> **Tasks to complete**
1. Decide whether each statement below agrees with the given text. Answer yes or no for each, quoting the exact words from the text that settle it.
(a) The audit surface reranks candidates.
(b) The banded route is enabled up to p <= 256 for Ridge scoring.
(c) The smoke loads build/cuda-off.
2. According to the given text, what do chains containing whittaker use?
3. Reproduce the portion of the given text between "It consumes campaign, refit, holdout" and "or change routing.", inclusive.

> **Given text**

******

It consumes campaign, refit, holdout or reloaded candidate rows and reports the
materialized vs dense/banded/structured operator-moment counts and fractions
for the rows it received, globally, by head and by chain. When the input is a
campaign/refit report with aggregate counters, it also adds reported_total
for the full scored/refit candidate set, so a top_k report can distinguish
retained-row coverage from full-screen coverage. Use all_operator_moment,
reported_total["all_operator_moment"] and materialized_or_unknown_chains to
verify whether a broad preprocessing screen actually stayed in the moment
routes before reusing or expanding that grid. It is an audit surface only; it
does not rerank candidates or change routing.
CUDA Facade Smoke¶
The AOM and moment Python facades can be checked against the CUDA build with:
CUDA_VISIBLE_DEVICES=0 python benchmarks/cross_binding/aom_moment_cuda_facade_smoke.py
The smoke loads build/cuda-on, runs n4m.moment.sweep_run and
n4m.aom.aom_chain_sweep_run on a wide PLS1 moment case, and fails if the
reported PLS CV route is host or materialized instead of CUDA-device moments.
Backend Status¶
The method builds and tests in CPU and CUDA-enabled libn4m configurations. It
uses exact operator-moment scoring when a chain can be represented cheaply in
moment space. Dense transforms represent a chain by its feature-space operator
matrix and apply x_sum A, A' X'X A, and A' X'Y; they are guarded by
p <= n_train or the medium dense cap p <= 48 with strictly positive Ridge
lambdas. Local linear operators (identity, Savitzky-Golay
smooth/derivative, Norris-Williams, finite difference, Gaussian and FCK) also
use a banded descriptor, avoiding dense chain matrices. The banded route is
enabled up to p <= 256 for Ridge scoring and p <= 1024 for compatible
single-target NIPALS PLS1 scoring. Chains containing detrend_poly use an
exact structured low-rank projection transform in moment space and can compose
with those banded local operators under the same wide guards. Chains containing
whittaker use an exact structured pentadiagonal solve for
(I + lambda D2'D2)^-1 and can also compose with the banded local operators.

******

> **Source information**
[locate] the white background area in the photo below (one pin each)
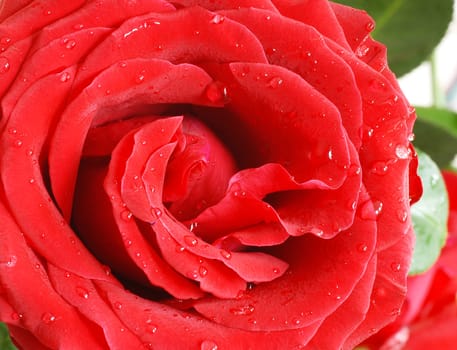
(417, 85)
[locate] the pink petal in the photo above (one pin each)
(24, 186)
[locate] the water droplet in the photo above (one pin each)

******

> **Answers for the exercise**
1.
(a) No: "it does not rerank candidates or change routing."
(b) Yes: "The banded route is enabled up to p <= 256 for Ridge scoring"
(c) No: "The smoke loads build/cuda-on"

2. They use an exact structured pentadiagonal solve for (I + lambda D2'D2)^-1.

3.
It consumes campaign, refit, holdout or reloaded candidate rows and reports the
materialized vs dense/banded/structured operator-moment counts and fractions
for the rows it received, globally, by head and by chain. When the input is a
campaign/refit report with aggregate counters, it also adds reported_total
for the full scored/refit candidate set, so a top_k report can distinguish
retained-row coverage from full-screen coverage. Use all_operator_moment,
reported_total["all_operator_moment"] and materialized_or_unknown_chains to
verify whether a broad preprocessing screen actually stayed in the moment
routes before reusing or expanding that grid. It is an audit surface only; it
does not rerank candidates or change routing.